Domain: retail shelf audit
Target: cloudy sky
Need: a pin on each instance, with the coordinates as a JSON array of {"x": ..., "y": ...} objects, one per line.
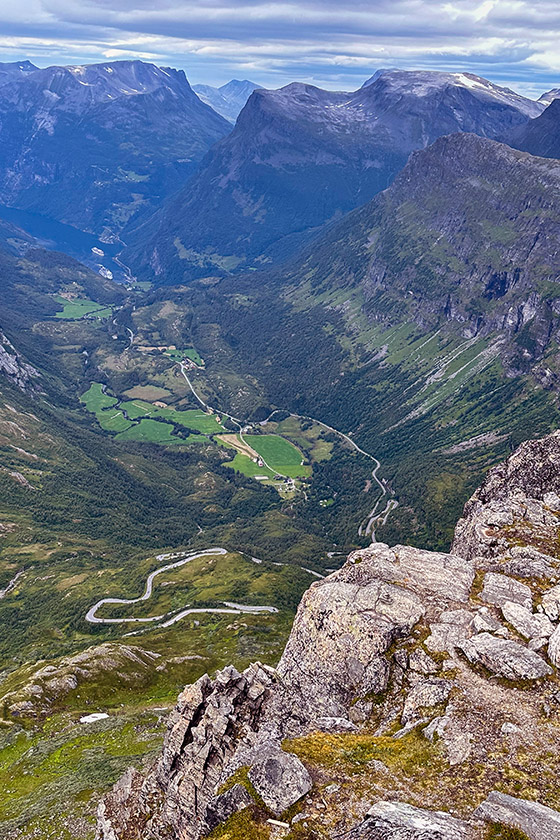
[{"x": 332, "y": 43}]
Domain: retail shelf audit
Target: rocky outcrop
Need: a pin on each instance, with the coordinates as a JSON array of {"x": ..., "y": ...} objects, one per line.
[
  {"x": 519, "y": 502},
  {"x": 40, "y": 688},
  {"x": 14, "y": 368},
  {"x": 279, "y": 778},
  {"x": 401, "y": 646},
  {"x": 505, "y": 658},
  {"x": 213, "y": 719},
  {"x": 388, "y": 820},
  {"x": 537, "y": 821}
]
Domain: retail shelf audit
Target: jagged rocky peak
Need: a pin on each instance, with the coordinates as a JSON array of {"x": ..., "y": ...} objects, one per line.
[
  {"x": 229, "y": 99},
  {"x": 413, "y": 683},
  {"x": 301, "y": 156},
  {"x": 10, "y": 70},
  {"x": 77, "y": 86},
  {"x": 550, "y": 96},
  {"x": 146, "y": 122},
  {"x": 14, "y": 368}
]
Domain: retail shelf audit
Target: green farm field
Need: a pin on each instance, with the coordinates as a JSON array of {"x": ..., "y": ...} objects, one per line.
[
  {"x": 197, "y": 419},
  {"x": 79, "y": 307},
  {"x": 187, "y": 353},
  {"x": 95, "y": 400},
  {"x": 150, "y": 431},
  {"x": 279, "y": 454}
]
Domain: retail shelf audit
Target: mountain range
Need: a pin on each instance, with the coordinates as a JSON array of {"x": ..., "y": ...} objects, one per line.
[
  {"x": 340, "y": 315},
  {"x": 95, "y": 145},
  {"x": 229, "y": 99},
  {"x": 300, "y": 157}
]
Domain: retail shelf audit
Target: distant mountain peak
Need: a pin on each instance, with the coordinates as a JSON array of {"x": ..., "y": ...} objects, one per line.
[
  {"x": 426, "y": 82},
  {"x": 550, "y": 96},
  {"x": 540, "y": 136},
  {"x": 229, "y": 99}
]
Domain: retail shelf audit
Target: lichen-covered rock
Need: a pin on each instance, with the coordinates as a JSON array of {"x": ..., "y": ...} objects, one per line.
[
  {"x": 213, "y": 718},
  {"x": 400, "y": 821},
  {"x": 279, "y": 778},
  {"x": 14, "y": 368},
  {"x": 425, "y": 695},
  {"x": 226, "y": 804},
  {"x": 527, "y": 562},
  {"x": 554, "y": 647},
  {"x": 551, "y": 603},
  {"x": 528, "y": 624},
  {"x": 498, "y": 589},
  {"x": 537, "y": 821},
  {"x": 505, "y": 658},
  {"x": 515, "y": 501},
  {"x": 421, "y": 662}
]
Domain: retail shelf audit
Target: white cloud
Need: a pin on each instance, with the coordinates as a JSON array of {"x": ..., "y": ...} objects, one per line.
[{"x": 511, "y": 41}]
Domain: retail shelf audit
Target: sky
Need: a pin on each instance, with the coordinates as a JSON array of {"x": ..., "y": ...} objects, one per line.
[{"x": 335, "y": 44}]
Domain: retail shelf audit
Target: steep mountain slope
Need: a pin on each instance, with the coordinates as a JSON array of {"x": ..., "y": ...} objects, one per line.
[
  {"x": 550, "y": 96},
  {"x": 10, "y": 70},
  {"x": 467, "y": 236},
  {"x": 423, "y": 684},
  {"x": 425, "y": 324},
  {"x": 94, "y": 145},
  {"x": 540, "y": 136},
  {"x": 229, "y": 99},
  {"x": 301, "y": 156}
]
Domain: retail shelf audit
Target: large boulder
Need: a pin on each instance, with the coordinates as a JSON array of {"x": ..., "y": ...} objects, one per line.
[
  {"x": 505, "y": 658},
  {"x": 537, "y": 821},
  {"x": 400, "y": 821},
  {"x": 280, "y": 779},
  {"x": 346, "y": 623},
  {"x": 519, "y": 501}
]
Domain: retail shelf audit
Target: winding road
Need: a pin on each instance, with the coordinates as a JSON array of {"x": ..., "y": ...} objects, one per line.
[
  {"x": 367, "y": 526},
  {"x": 374, "y": 518},
  {"x": 230, "y": 607}
]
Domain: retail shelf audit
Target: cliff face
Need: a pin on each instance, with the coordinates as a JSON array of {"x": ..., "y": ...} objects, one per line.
[
  {"x": 413, "y": 684},
  {"x": 301, "y": 156},
  {"x": 540, "y": 135},
  {"x": 465, "y": 238},
  {"x": 92, "y": 145}
]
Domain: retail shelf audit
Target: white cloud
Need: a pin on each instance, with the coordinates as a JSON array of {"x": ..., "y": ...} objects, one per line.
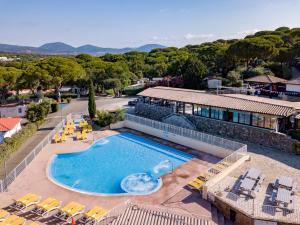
[
  {"x": 190, "y": 36},
  {"x": 246, "y": 32}
]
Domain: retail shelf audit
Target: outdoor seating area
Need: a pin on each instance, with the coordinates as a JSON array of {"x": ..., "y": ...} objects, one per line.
[
  {"x": 250, "y": 182},
  {"x": 283, "y": 193},
  {"x": 82, "y": 129},
  {"x": 67, "y": 213},
  {"x": 198, "y": 182}
]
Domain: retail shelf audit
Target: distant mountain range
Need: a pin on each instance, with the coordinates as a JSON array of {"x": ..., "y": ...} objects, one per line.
[{"x": 60, "y": 48}]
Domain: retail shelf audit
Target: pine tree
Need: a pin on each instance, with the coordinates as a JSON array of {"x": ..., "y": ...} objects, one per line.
[{"x": 92, "y": 102}]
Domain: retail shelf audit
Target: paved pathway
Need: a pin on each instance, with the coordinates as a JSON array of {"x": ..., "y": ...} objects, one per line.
[{"x": 77, "y": 106}]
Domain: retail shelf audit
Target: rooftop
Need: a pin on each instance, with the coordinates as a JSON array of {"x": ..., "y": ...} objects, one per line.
[
  {"x": 273, "y": 164},
  {"x": 7, "y": 124},
  {"x": 266, "y": 79},
  {"x": 294, "y": 82},
  {"x": 248, "y": 104}
]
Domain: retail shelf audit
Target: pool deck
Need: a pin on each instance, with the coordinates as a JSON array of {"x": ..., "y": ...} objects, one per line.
[{"x": 172, "y": 194}]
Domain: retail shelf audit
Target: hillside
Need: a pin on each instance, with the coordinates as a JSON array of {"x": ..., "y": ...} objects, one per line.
[{"x": 60, "y": 48}]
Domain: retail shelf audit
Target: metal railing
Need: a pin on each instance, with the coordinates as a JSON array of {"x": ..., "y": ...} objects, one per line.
[
  {"x": 12, "y": 175},
  {"x": 200, "y": 136}
]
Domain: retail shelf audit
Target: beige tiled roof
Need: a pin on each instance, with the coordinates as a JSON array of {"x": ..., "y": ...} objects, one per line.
[
  {"x": 294, "y": 82},
  {"x": 266, "y": 79},
  {"x": 295, "y": 105},
  {"x": 220, "y": 101}
]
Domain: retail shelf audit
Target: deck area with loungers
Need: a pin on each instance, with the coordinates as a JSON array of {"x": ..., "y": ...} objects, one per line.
[
  {"x": 262, "y": 190},
  {"x": 49, "y": 200}
]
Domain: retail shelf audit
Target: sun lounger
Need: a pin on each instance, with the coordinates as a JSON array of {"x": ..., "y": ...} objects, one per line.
[
  {"x": 46, "y": 206},
  {"x": 205, "y": 176},
  {"x": 196, "y": 184},
  {"x": 26, "y": 201},
  {"x": 78, "y": 135},
  {"x": 83, "y": 136},
  {"x": 63, "y": 137},
  {"x": 57, "y": 138},
  {"x": 90, "y": 129},
  {"x": 226, "y": 164},
  {"x": 93, "y": 216},
  {"x": 34, "y": 223},
  {"x": 3, "y": 214},
  {"x": 68, "y": 211},
  {"x": 220, "y": 166},
  {"x": 13, "y": 220}
]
-*-*-
Pictures are to be omitted; otherwise, write out the data exactly as it appears.

* _Expected output_
Domain: retail shelf audit
Target: cloudy sky
Need: a pin on each instance, with the coordinates as a JSON array of {"x": ..., "y": ...} objects, one per line.
[{"x": 332, "y": 43}]
Domain: retail shelf audit
Target: rocky outcrop
Need: a pin on each instance, with the coordinates as a JSON array of {"x": ..., "y": ...} objects, one per line.
[
  {"x": 519, "y": 502},
  {"x": 40, "y": 688},
  {"x": 14, "y": 368},
  {"x": 279, "y": 778},
  {"x": 401, "y": 646},
  {"x": 505, "y": 658},
  {"x": 213, "y": 719},
  {"x": 388, "y": 820},
  {"x": 537, "y": 821}
]
Domain: retail shelf audit
Target: jagged rocky peak
Need: a pin on each instance, with the coordinates as a JSON array of {"x": ..., "y": ...} objects, one per line.
[
  {"x": 229, "y": 99},
  {"x": 413, "y": 683},
  {"x": 301, "y": 156},
  {"x": 10, "y": 70},
  {"x": 77, "y": 86},
  {"x": 550, "y": 96},
  {"x": 146, "y": 122},
  {"x": 14, "y": 368}
]
Domain: retail shelf audit
Target: green farm field
Need: a pin on each instance, with the coordinates as a JSON array of {"x": ..., "y": ...} objects, one per line.
[
  {"x": 197, "y": 419},
  {"x": 79, "y": 307},
  {"x": 187, "y": 353},
  {"x": 95, "y": 400},
  {"x": 150, "y": 431},
  {"x": 279, "y": 454}
]
Domain: retail shelf audit
Target: mountain range
Need: a pin on each instance, with the coordinates as a JSON array of {"x": ..., "y": ...} objects, one per line.
[
  {"x": 340, "y": 315},
  {"x": 95, "y": 145},
  {"x": 229, "y": 99},
  {"x": 300, "y": 157}
]
Domain: retail shelf audit
Target: distant mountain peak
Need: a pin on each instance, with the coordinates as a JSON array of {"x": ..., "y": ...} objects, one per line.
[
  {"x": 426, "y": 82},
  {"x": 550, "y": 96},
  {"x": 540, "y": 136},
  {"x": 229, "y": 99}
]
Domain: retail shelf audit
Target: lichen-covered rock
Need: a pin on each instance, with the coordinates as a JSON array of {"x": ..., "y": ...} objects, one per line.
[
  {"x": 213, "y": 718},
  {"x": 400, "y": 821},
  {"x": 279, "y": 778},
  {"x": 14, "y": 368},
  {"x": 425, "y": 695},
  {"x": 226, "y": 804},
  {"x": 527, "y": 562},
  {"x": 554, "y": 647},
  {"x": 551, "y": 603},
  {"x": 528, "y": 624},
  {"x": 498, "y": 589},
  {"x": 537, "y": 821},
  {"x": 505, "y": 658},
  {"x": 515, "y": 501},
  {"x": 421, "y": 662}
]
Domain: retail shelf audit
Target: white cloud
Need: a pin on each instance, with the coordinates as a JSON array of {"x": ..., "y": ...} objects, one per line.
[{"x": 511, "y": 41}]
Domain: retail shelf audit
Target: sky
Need: a pin on each instance, with the coordinates as a JSON array of {"x": ..., "y": ...} objects, one per line.
[{"x": 335, "y": 44}]
Domain: retail shelf audit
Target: steep mountain slope
Need: a pin on each instance, with the coordinates as a JSON array of {"x": ..., "y": ...} objects, one per line.
[
  {"x": 550, "y": 96},
  {"x": 10, "y": 70},
  {"x": 467, "y": 236},
  {"x": 423, "y": 684},
  {"x": 425, "y": 324},
  {"x": 94, "y": 145},
  {"x": 540, "y": 136},
  {"x": 229, "y": 99},
  {"x": 301, "y": 156}
]
Domain: retail shelf audit
Target: large boulder
Need: a pin on each instance, with the coordinates as a JSON array of {"x": ..., "y": ...} objects, one per line.
[
  {"x": 505, "y": 658},
  {"x": 537, "y": 821},
  {"x": 400, "y": 821},
  {"x": 280, "y": 779},
  {"x": 346, "y": 623},
  {"x": 519, "y": 501}
]
Domain: retail shelf audit
Target: winding road
Need: a pin on each instance, with the coordinates as a JSON array of {"x": ..., "y": ...} objects, one per line.
[
  {"x": 367, "y": 526},
  {"x": 374, "y": 518},
  {"x": 230, "y": 607}
]
Domain: retail shelf audit
Target: cliff face
Need: a pin on each instance, with the coordinates as a JSON array of {"x": ..., "y": ...} objects, one per line.
[
  {"x": 413, "y": 684},
  {"x": 301, "y": 156},
  {"x": 540, "y": 135},
  {"x": 465, "y": 238},
  {"x": 92, "y": 145}
]
Domain: retail shelf audit
Target: white cloud
Need: a pin on each instance, with the coordinates as a JSON array of {"x": ..., "y": ...} objects, one per line.
[
  {"x": 190, "y": 36},
  {"x": 246, "y": 32}
]
Domain: retail shelf audit
Target: outdoor seating area
Need: a pin on each instance, with the coordinates as a JSON array of {"x": ..., "y": ...} objects, one per line.
[
  {"x": 250, "y": 182},
  {"x": 283, "y": 193},
  {"x": 82, "y": 129},
  {"x": 67, "y": 213},
  {"x": 198, "y": 182}
]
Domain: retail shelf audit
Target: distant mountain range
Need: a pin on each instance, with the coordinates as a JSON array of {"x": ..., "y": ...} objects, one per line.
[{"x": 60, "y": 48}]
Domain: retail shelf audit
Target: pine tree
Need: a pin on each instance, with the coordinates as a JSON array of {"x": ..., "y": ...} objects, one per line.
[{"x": 92, "y": 102}]
Domain: retail shelf audit
Target: paved pathway
Need: a pin on each instance, with the coordinates as a JSON array of {"x": ..., "y": ...} objects, one per line.
[{"x": 77, "y": 106}]
Domain: retail shelf audit
Target: rooftop
Need: a pin on each instance, with the coordinates as a JSON array of {"x": ..., "y": ...} objects, one per line.
[
  {"x": 273, "y": 164},
  {"x": 7, "y": 124},
  {"x": 266, "y": 79},
  {"x": 294, "y": 82},
  {"x": 248, "y": 104}
]
Domain: retail shelf audit
Target: pool deck
Need: a pin on each instance, with the coordinates as a JSON array of {"x": ..., "y": ...} objects, one per line.
[{"x": 172, "y": 194}]
Domain: retail shelf audit
Target: hillside
Need: a pin on each instance, with the coordinates as a JSON array of {"x": ..., "y": ...} objects, one per line.
[{"x": 60, "y": 48}]
Domain: retail shelf audit
Target: metal railing
Need: a pin on each instance, with the coordinates as a JSON array of {"x": ..., "y": ...} objects, one per line.
[
  {"x": 12, "y": 175},
  {"x": 200, "y": 136}
]
Domain: retail shelf audit
Target: beige tiled roof
Need: a pin on each instance, with the coordinates as a JSON array of {"x": ..., "y": ...} objects, one per line.
[
  {"x": 294, "y": 82},
  {"x": 266, "y": 79},
  {"x": 295, "y": 105},
  {"x": 220, "y": 101}
]
Domain: retail shelf audit
Target: deck area with loungers
Need: a pin on each instance, with the coordinates as a JSON array of {"x": ..., "y": ...} objects, one per line.
[
  {"x": 262, "y": 190},
  {"x": 49, "y": 200}
]
Domain: retail shelf audit
Target: sun lounger
Need: a pin on each instance, with the coordinates as a JSON array of {"x": ..., "y": ...} objects, one per line.
[
  {"x": 46, "y": 206},
  {"x": 205, "y": 176},
  {"x": 196, "y": 184},
  {"x": 26, "y": 201},
  {"x": 78, "y": 135},
  {"x": 83, "y": 136},
  {"x": 63, "y": 137},
  {"x": 57, "y": 138},
  {"x": 90, "y": 129},
  {"x": 226, "y": 164},
  {"x": 93, "y": 216},
  {"x": 34, "y": 223},
  {"x": 3, "y": 214},
  {"x": 68, "y": 211},
  {"x": 220, "y": 166},
  {"x": 13, "y": 220}
]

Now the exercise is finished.